** The task **
Display every line of the material below that contains the string "face". Case counts when matching.

** Record list **
▬▬▬▬▬▬▬▬▬▬

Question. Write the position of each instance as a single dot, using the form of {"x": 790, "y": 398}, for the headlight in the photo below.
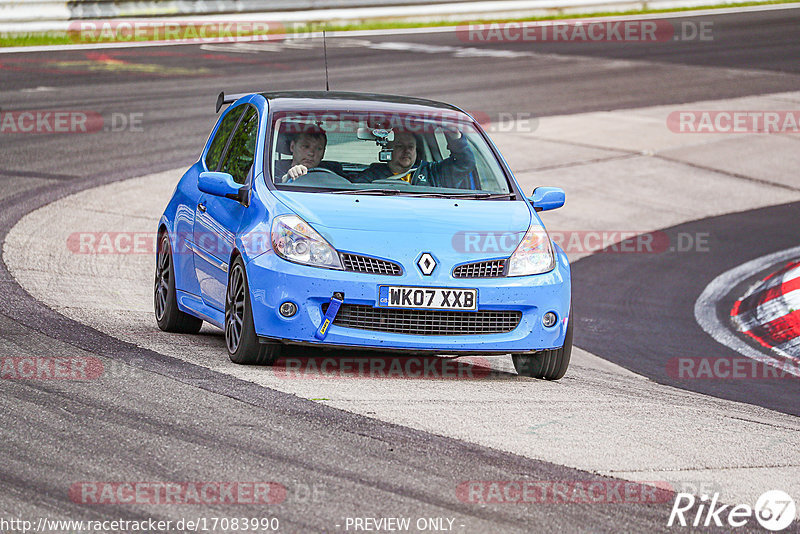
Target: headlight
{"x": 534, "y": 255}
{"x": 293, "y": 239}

▬▬▬▬▬▬▬▬▬▬

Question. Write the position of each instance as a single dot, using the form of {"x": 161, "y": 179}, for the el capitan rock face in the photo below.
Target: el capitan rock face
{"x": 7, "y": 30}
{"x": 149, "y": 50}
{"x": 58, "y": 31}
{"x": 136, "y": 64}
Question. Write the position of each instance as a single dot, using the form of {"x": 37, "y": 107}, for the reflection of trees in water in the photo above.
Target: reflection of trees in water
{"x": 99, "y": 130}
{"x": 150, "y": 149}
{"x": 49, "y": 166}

▬▬▬▬▬▬▬▬▬▬

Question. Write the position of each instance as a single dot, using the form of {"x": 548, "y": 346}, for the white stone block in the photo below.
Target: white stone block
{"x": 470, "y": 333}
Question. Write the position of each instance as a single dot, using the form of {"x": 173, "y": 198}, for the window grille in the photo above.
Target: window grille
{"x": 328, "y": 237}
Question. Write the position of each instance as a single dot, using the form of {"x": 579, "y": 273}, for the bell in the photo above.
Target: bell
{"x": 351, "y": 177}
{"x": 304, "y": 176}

▬▬▬▬▬▬▬▬▬▬

** Response to this task **
Question. Write the position of each instance as a single dot, using the form of {"x": 161, "y": 179}, for the el capitan rock face in the photo below.
Target: el capitan rock face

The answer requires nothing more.